Is there a lawyer in the house?

Investment bank JP Morgan's in-house legal team has suffered three high-profile departures in five months.

Barbara Jones is quitting her post as regional counsel for capital markets in Europe, Middle East and Africa. Allen Hanen, once the US investment bank's head of legal for the same region, has also gone. And Jim Wickenden has left the post of head of legal for asset management services in Europe.

Jones is going to the London office of US firm Kirkland & Ellis and the other two have moved to Herbert Smith.

It would be tempting to put the departures down to an internal problem at the bank. But, in fact, the three say that they enjoyed working there and the real reasons for their departures highlight an issue at the heart of modern in-house work.

While all three have plenty of praise for the quality of the lawyers at JP Morgan and believe that the high standard of legal work carried out in the department made them highly desirable targets for poaching, they all still wanted to return to being lawyers at the proverbial coalface.

“I wanted to go back to doing deals,” says Wickenden. “In the head of legal job there was a lot of admin content and general management and I was a member of just about every committee.

“I didn't get to do many deals and one of the things I love about being a lawyer is doing deals.”

“Doing deals is not the orientation of the department here,” admits Jones, who is serving her notice at JP Morgan after two years with the bank. “Most of the deal work is farmed out to external counsel and that is the exciting part of the work.

“There are execution groups within the bank, but to be honest, for me, being in the execution group is not close enough to the deal.”

Which begs the question – do large City institutions like JP Morgan really need lawyers to head their in-house legal departments, or could a professional manager, without legal training, do the job just as effectively?

Wickenden says that the current trend within large institutions may lend itself to non-lawyers filling the role.

“In respect of all support services there is a trend towards externalising service contracts, such as for human resources work.

“For example, JP Morgan outsources all of its technology work through an alliance with AT&T to provide technology support.

“This is applicable to legal support. While there are some things that you only want to do internally, they are not the sort of things that interest me as a lawyer.”

Wickenden says he tried to do as many deals as possible, but adds it was very difficult maintaining a hands-on role.

“I tried to do the more structured work that was legal in one way or another. But doing deals as a lawyer is very difficult. We have 110 countries in this region with offices in 15 of them and I sat on every corporate committee,” he says.

If the company moves towards externalising the vast majority of legal services, then there is less need for a lawyer to be in charge of co-ordinating the different external teams.

“Outsourcing all legal work was the model in the States,” says Wickenden. “But then a lot of banks discovered that they could bring in senior people from the likes of Davis Polk & Wardwell and have them devoted to their cases and to their senior management, which led to senior partners moving in-house.”

However, as the lawyers became closer to top management than to the legal work, some of them, says Wickenden, made the final transition away from law.

“A lawyer called Ned Kelly was the relationship manager at Davis Polk for JP Morgan, he says. “He moved in-house for JPM then eventually became a banker.”

Philip Jolowicz, investment bank Merrill Lynch's general counsel for the institutional group for Europe, estimates that about 30 per cent of his job could be done by a non-lawyer. However, he does not believe that a professional manager could step into his shoes.

> [DATA SECTION]
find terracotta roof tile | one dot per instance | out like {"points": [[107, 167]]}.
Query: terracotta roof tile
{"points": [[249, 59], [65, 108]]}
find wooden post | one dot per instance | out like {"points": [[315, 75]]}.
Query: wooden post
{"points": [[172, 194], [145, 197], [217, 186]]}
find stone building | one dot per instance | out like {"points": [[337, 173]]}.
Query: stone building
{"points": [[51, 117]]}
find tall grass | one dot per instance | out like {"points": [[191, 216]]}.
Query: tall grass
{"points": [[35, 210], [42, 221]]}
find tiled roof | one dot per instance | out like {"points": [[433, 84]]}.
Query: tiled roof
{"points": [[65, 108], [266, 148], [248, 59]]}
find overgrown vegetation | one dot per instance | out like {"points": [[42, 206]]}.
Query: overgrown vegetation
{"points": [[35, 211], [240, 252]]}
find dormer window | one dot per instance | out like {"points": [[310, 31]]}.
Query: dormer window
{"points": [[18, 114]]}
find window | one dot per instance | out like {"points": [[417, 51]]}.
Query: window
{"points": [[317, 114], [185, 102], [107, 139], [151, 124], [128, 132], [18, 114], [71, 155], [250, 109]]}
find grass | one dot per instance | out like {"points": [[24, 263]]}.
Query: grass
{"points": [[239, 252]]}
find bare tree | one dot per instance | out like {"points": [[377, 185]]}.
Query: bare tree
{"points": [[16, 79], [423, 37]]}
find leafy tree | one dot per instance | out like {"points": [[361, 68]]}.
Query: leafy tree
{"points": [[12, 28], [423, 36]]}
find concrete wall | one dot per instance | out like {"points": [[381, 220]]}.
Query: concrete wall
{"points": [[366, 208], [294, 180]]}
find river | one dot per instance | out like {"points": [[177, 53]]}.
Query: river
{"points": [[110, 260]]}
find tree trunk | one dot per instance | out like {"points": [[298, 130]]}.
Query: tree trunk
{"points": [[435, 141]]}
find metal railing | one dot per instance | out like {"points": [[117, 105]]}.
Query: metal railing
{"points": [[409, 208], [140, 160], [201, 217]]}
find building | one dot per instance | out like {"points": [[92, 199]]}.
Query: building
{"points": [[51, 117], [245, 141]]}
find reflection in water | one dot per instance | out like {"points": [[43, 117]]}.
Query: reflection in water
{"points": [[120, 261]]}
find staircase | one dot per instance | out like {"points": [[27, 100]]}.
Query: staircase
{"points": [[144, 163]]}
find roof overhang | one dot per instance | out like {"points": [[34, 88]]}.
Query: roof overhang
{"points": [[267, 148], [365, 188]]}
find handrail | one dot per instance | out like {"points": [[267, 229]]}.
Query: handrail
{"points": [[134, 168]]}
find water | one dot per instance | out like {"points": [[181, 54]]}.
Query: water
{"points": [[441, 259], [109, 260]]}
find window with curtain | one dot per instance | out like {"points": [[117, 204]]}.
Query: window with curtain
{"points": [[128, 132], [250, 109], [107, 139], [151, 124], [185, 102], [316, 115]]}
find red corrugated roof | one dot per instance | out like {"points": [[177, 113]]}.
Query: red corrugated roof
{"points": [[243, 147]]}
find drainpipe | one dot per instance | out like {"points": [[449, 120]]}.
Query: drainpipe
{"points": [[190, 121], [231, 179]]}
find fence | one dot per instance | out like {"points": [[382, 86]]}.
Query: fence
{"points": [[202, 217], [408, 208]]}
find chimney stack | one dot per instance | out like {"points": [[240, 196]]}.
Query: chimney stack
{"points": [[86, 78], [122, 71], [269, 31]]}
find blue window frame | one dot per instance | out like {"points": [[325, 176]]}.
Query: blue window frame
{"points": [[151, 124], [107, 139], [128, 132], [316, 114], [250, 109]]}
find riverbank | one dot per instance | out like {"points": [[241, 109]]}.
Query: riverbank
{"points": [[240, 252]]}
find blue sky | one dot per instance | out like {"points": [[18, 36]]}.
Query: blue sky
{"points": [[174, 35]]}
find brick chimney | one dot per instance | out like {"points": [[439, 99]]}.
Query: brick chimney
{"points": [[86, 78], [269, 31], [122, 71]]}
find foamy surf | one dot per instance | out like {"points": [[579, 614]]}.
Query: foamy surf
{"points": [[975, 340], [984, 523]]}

> [WHAT IS ASKED]
(a) Answer these from the article on JP Morgan's legal team:
(i) Which firm is Barbara Jones joining?
(ii) Through an alliance with which company does JP Morgan outsource its technology work?
(iii) What share of his job does Philip Jolowicz estimate a non-lawyer could do?
(b) Decide whether each statement agrees with the article on JP Morgan's legal team:
(i) Allen Hanen and Jim Wickenden both moved to Herbert Smith.
(ii) Jones had been with the bank for five years.
(iii) The bank had offices in every one of the 110 countries in Wickenden's region.

> [ANSWERS BY TASK]
(a)
(i) Kirkland & Ellis, at its London office.
(ii) AT&T.
(iii) About 30 per cent.

(b)
(i) Yes: "Jones is going to the London office of US firm Kirkland & Ellis and the other two have moved to Herbert Smith."
(ii) No: "who is serving her notice at JP Morgan after two years with the bank"
(iii) No: "We have 110 countries in this region with offices in 15 of them"